→ Task instructions:
Reproduce each of the following rows line for line, leaving out the pictures.

● ● ● ●

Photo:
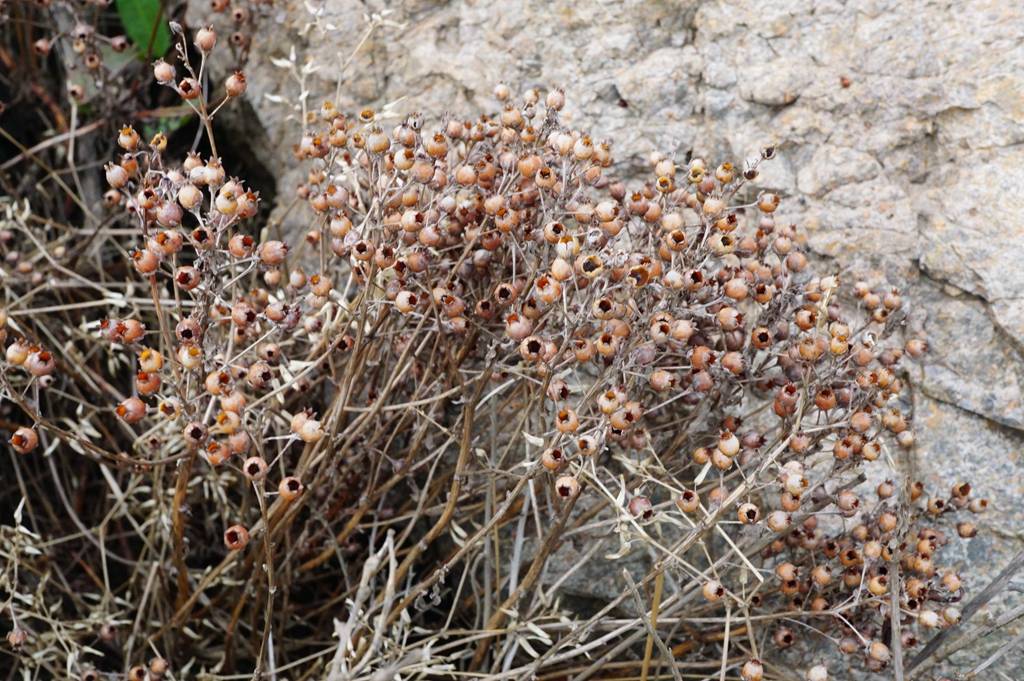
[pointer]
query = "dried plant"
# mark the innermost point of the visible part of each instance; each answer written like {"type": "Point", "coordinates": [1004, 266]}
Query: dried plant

● ● ● ●

→ Task solution:
Photo:
[pointer]
query = "dried plant"
# mark the innermost point of the visible part of each instance; each answer written like {"type": "Point", "coordinates": [1004, 266]}
Query: dried plant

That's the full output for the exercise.